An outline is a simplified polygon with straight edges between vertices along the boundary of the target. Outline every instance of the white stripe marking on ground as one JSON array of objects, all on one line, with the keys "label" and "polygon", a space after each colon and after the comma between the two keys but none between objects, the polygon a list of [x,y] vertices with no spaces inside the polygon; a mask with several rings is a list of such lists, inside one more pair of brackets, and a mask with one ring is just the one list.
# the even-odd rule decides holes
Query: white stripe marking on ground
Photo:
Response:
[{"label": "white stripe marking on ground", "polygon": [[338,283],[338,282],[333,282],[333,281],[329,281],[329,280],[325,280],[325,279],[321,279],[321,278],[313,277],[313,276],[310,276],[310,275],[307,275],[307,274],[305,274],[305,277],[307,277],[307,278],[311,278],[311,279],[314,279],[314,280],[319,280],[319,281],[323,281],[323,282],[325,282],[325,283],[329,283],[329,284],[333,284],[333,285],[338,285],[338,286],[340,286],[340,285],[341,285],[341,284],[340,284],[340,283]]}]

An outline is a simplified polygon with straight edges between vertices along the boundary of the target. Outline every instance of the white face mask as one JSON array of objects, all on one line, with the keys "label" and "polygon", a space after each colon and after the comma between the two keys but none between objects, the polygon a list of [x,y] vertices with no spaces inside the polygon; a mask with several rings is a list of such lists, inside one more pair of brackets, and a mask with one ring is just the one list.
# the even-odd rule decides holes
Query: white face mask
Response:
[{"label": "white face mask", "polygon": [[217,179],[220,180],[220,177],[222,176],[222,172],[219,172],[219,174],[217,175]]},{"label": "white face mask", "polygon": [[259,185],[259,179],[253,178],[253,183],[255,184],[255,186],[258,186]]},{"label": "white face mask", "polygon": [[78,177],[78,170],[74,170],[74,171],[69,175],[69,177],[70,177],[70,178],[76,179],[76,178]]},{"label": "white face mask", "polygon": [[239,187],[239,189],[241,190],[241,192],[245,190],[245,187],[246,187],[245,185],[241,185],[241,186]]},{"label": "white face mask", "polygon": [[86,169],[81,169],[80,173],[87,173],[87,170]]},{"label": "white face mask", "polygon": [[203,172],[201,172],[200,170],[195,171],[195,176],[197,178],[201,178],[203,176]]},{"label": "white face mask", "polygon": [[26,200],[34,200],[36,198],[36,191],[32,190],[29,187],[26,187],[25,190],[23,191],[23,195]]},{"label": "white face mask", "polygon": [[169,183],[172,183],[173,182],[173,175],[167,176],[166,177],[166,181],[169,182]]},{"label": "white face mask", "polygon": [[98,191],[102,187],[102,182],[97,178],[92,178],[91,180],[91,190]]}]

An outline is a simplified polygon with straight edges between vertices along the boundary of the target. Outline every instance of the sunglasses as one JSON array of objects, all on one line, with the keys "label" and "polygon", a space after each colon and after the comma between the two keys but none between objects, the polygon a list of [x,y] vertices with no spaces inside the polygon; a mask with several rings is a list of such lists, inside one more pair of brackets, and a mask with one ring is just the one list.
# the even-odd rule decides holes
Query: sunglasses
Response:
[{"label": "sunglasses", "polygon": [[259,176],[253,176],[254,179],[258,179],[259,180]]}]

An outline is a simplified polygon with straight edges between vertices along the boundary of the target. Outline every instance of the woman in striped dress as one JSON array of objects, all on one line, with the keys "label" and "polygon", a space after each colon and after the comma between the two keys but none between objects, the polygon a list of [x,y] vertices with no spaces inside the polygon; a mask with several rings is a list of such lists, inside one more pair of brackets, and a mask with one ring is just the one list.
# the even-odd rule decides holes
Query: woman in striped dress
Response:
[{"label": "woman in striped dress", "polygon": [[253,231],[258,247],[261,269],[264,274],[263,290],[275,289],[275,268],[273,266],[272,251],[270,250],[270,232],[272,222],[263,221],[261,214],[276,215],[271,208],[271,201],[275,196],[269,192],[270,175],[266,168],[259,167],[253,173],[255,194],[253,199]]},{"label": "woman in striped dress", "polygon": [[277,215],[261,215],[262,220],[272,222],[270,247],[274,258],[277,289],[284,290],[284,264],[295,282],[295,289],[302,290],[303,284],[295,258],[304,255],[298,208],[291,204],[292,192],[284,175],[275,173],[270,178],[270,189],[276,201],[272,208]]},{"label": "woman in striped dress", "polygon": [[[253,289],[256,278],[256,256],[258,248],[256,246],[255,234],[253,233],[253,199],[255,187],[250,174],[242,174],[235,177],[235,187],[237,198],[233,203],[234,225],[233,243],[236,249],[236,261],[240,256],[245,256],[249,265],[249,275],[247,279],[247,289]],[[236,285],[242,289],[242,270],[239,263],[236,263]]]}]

———

Task description ->
Repeat exactly the lines of the material from the one with "Query: sunglasses" through the end, both the first and the last included.

Response to the task ->
Query: sunglasses
Response:
[{"label": "sunglasses", "polygon": [[259,176],[253,176],[254,179],[258,179],[259,180]]}]

An outline is a simplified polygon with straight edges between vertices along the boundary of the target. Outline every instance of the woman in striped dress as one JSON array of objects, all on one line, with the keys "label" and "polygon", a space after each colon and after the comma between the two keys but none between objects, the polygon a list of [x,y] vertices with no spaces inside the polygon; a mask with several rings is a list of such lists, inside one more pair of brackets, and a mask with one ring is just the one list.
# the even-odd rule decides holes
Query: woman in striped dress
Response:
[{"label": "woman in striped dress", "polygon": [[253,231],[258,247],[261,269],[264,274],[263,290],[275,289],[275,268],[273,266],[272,251],[270,250],[270,232],[272,222],[263,221],[261,214],[276,215],[271,208],[271,201],[275,196],[269,192],[270,175],[266,168],[259,167],[253,173],[255,194],[253,199]]},{"label": "woman in striped dress", "polygon": [[277,215],[261,215],[262,220],[272,222],[270,247],[274,258],[277,289],[284,290],[284,264],[295,282],[295,289],[302,290],[303,284],[295,258],[304,255],[298,208],[291,204],[292,192],[284,175],[275,173],[270,178],[270,189],[276,201],[272,208]]},{"label": "woman in striped dress", "polygon": [[[253,289],[256,278],[256,256],[258,248],[256,246],[255,234],[253,233],[253,199],[255,187],[250,174],[242,174],[235,177],[235,187],[237,198],[233,203],[234,225],[233,243],[236,249],[236,261],[240,256],[245,256],[249,265],[249,275],[247,279],[247,289]],[[236,285],[242,289],[242,270],[239,263],[236,263]]]}]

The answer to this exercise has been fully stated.